Write out the entire listing below exactly, with the pictures left out.
· · · · ·
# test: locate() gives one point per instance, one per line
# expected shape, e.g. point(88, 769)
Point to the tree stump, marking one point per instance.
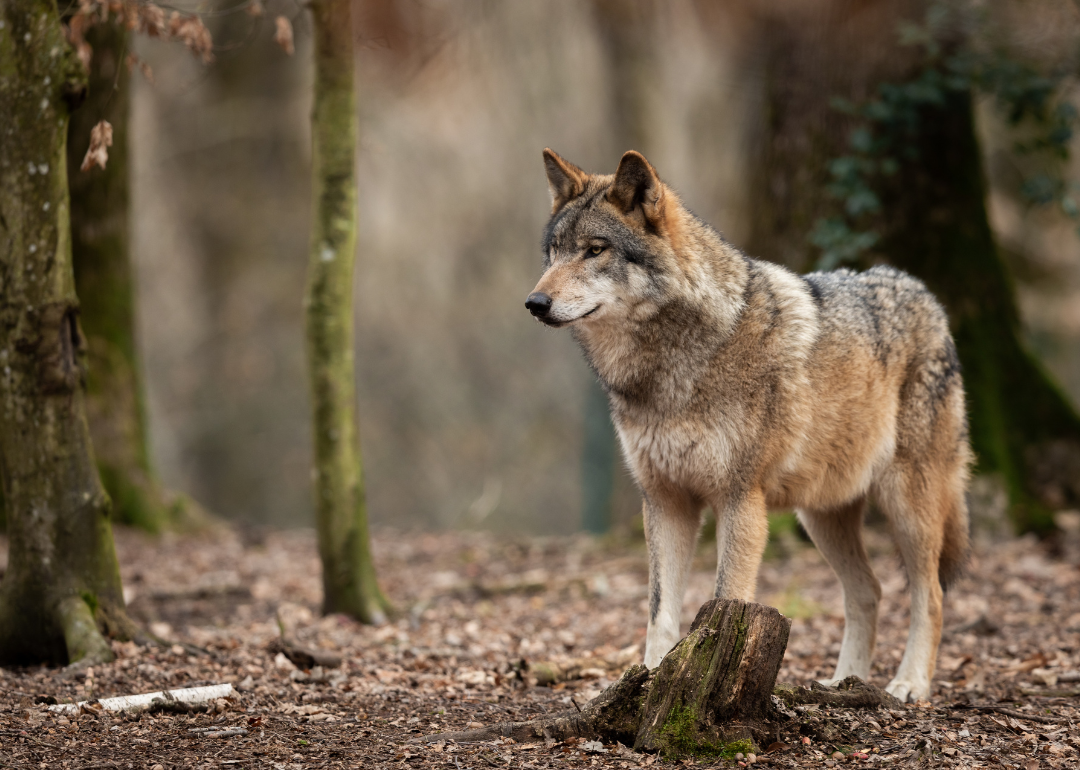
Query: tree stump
point(707, 697)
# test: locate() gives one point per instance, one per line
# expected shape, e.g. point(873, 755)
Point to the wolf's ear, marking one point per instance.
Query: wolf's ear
point(566, 180)
point(636, 185)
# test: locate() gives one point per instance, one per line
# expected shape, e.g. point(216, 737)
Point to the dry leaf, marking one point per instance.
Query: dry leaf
point(192, 32)
point(284, 35)
point(100, 139)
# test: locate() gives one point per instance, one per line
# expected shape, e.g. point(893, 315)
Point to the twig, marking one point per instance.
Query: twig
point(1022, 715)
point(216, 732)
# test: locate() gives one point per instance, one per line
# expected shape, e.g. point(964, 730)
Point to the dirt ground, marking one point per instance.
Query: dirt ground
point(477, 613)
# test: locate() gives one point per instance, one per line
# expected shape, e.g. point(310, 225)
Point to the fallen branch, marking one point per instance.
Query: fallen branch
point(188, 696)
point(849, 693)
point(553, 672)
point(1023, 715)
point(217, 731)
point(301, 657)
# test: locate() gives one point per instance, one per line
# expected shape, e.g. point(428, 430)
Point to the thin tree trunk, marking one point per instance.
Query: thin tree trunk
point(934, 226)
point(349, 581)
point(104, 282)
point(623, 28)
point(62, 589)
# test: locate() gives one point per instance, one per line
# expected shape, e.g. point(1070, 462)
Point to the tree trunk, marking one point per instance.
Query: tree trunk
point(349, 581)
point(624, 35)
point(104, 282)
point(709, 697)
point(1021, 421)
point(62, 589)
point(934, 226)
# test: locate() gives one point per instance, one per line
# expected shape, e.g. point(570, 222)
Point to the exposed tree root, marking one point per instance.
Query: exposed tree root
point(85, 644)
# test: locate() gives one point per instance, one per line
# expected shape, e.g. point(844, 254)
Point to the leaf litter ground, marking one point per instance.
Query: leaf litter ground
point(483, 623)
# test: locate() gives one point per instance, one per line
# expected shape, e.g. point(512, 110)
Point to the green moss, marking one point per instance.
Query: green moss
point(679, 738)
point(90, 599)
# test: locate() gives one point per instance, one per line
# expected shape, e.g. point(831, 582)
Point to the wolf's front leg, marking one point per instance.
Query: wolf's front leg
point(742, 531)
point(671, 531)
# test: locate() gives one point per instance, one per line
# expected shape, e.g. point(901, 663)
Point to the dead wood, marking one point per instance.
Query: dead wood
point(553, 672)
point(1023, 715)
point(301, 657)
point(849, 693)
point(714, 688)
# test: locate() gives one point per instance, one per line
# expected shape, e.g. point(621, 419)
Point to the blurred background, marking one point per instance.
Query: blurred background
point(472, 415)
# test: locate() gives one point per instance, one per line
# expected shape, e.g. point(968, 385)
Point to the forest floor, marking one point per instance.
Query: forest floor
point(477, 613)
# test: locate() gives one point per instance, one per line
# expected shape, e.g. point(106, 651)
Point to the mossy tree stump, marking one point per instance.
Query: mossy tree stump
point(712, 691)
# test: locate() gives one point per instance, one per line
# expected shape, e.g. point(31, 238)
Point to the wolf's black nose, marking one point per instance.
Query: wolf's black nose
point(538, 304)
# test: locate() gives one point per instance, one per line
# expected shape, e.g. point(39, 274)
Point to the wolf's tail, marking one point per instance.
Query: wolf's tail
point(955, 542)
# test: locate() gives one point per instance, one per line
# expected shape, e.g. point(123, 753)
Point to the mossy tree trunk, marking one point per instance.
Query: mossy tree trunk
point(934, 225)
point(105, 285)
point(61, 594)
point(1022, 424)
point(349, 580)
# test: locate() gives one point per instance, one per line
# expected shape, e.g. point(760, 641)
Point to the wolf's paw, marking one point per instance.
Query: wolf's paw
point(907, 691)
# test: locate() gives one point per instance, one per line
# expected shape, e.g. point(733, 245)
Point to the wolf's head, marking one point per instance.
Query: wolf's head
· · · · ·
Result:
# test: locate() gives one point per instance, one per line
# expected shape, e.g. point(88, 769)
Point to the tree stump, marking one point per instance.
Query: tree stump
point(707, 697)
# test: locate() gives one point per instance, one per line
# expected shape, e.g. point(873, 755)
Point to the wolf's ear, marking one point per instance.
Query: wolf's ear
point(566, 180)
point(636, 185)
# test: locate() gives one point per instance, one per line
# expected shape, e.g. point(216, 737)
Point to the dry leaf, marking one point per instance.
Query: dry leaf
point(192, 32)
point(284, 35)
point(100, 139)
# test: locate() gives one point per instance, one per line
# expected shape, e.g. point(893, 315)
Point to the twig, marking one point per instance.
Query: twig
point(1022, 715)
point(216, 732)
# test: locate() gives one point per instance, one per line
# expected shape, e.g. point(964, 730)
Point to the dirt ground, marking one point per instance.
Query: dirt ground
point(477, 613)
# test: locate() gives one point per instance, one per line
# expected shape, e.g. point(310, 225)
Point to the fallen branch, marking one point per instance.
Query: fallen branch
point(188, 696)
point(849, 693)
point(553, 672)
point(1023, 715)
point(217, 731)
point(301, 657)
# test: locate() gives one point per instance, one per line
# expected shape, e.g. point(428, 430)
Point to the thin tree trunk, marking one point per instance.
Query: thin tree trunk
point(934, 226)
point(349, 581)
point(104, 282)
point(623, 28)
point(62, 589)
# test: locate() gives one point per instance, one per line
# expected shape, e.g. point(1070, 462)
Point to the tree trunk, marking one point per instance.
Query: tree trunk
point(349, 581)
point(624, 35)
point(104, 282)
point(709, 697)
point(1021, 421)
point(62, 589)
point(934, 226)
# test: locate() gives one point per instance, one per line
# expected shape, e.g. point(570, 222)
Point to the exposed tree root, marking one point per instance.
Query: exposed tree root
point(85, 644)
# test: locate() gives one point per instance, one per line
# expected shape, e.g. point(844, 254)
Point to the leaf litter ground, marking one point per instance.
Query: leaf litter ground
point(483, 623)
# test: locate() gives one point per instance, one per line
# expected shape, e.g. point(512, 110)
Point to the green moss, marking one point per instance.
Query: green moss
point(679, 738)
point(90, 599)
# test: locate() gives one point per instance, one per line
# expected shape, e.g. point(831, 582)
Point to the wolf's front leg, marking one point per instance.
Query: wolf's front leg
point(742, 531)
point(671, 531)
# test: locate() gives one point per instance, one per line
# expected shape, e.g. point(901, 663)
Point to the dead wood, marking one point per instance.
Query: dead wood
point(553, 672)
point(1023, 715)
point(301, 657)
point(849, 693)
point(714, 688)
# test: locate() gives one point per instance, one per line
# expected shape, e.g. point(621, 419)
Point to the blurred background, marking one point per instance.
Query: blurred background
point(472, 415)
# test: locate() gives one point per instance, one per line
# expected shape, e.g. point(968, 385)
Point to the forest floor, marking one point per instance.
Query: forest floor
point(477, 613)
# test: locate() gives one point per instance, one per line
# expected shape, e.g. point(106, 651)
Point to the mossy tree stump, marking one point per instance.
Query: mossy tree stump
point(712, 691)
# test: locate() gives one point per instance, one per line
# expected shape, e.g. point(31, 238)
Point to the wolf's black nose, marking one point per instance.
Query: wolf's black nose
point(538, 304)
# test: locate() gives one point per instance, one per line
# expected shape, e.g. point(39, 274)
Point to the wolf's tail, marking one point per instance.
Query: wolf's tail
point(955, 542)
# test: locate() gives one point per instance, one per line
# expected shape, e.g. point(123, 753)
Point to the mossy tree trunk, marking one point per instance.
Query: mossy tree trunk
point(934, 225)
point(105, 285)
point(61, 594)
point(1022, 424)
point(349, 580)
# test: locate() gives one point per instance, one per line
# expected shape, e.g. point(760, 641)
Point to the wolf's paw, marking one point per instance.
Query: wolf's paw
point(907, 691)
# test: locate() gives one point per instance, one per line
# expected shape, e.g. point(733, 245)
Point to the wolf's head, marking one point per instance.
Query: wolf's head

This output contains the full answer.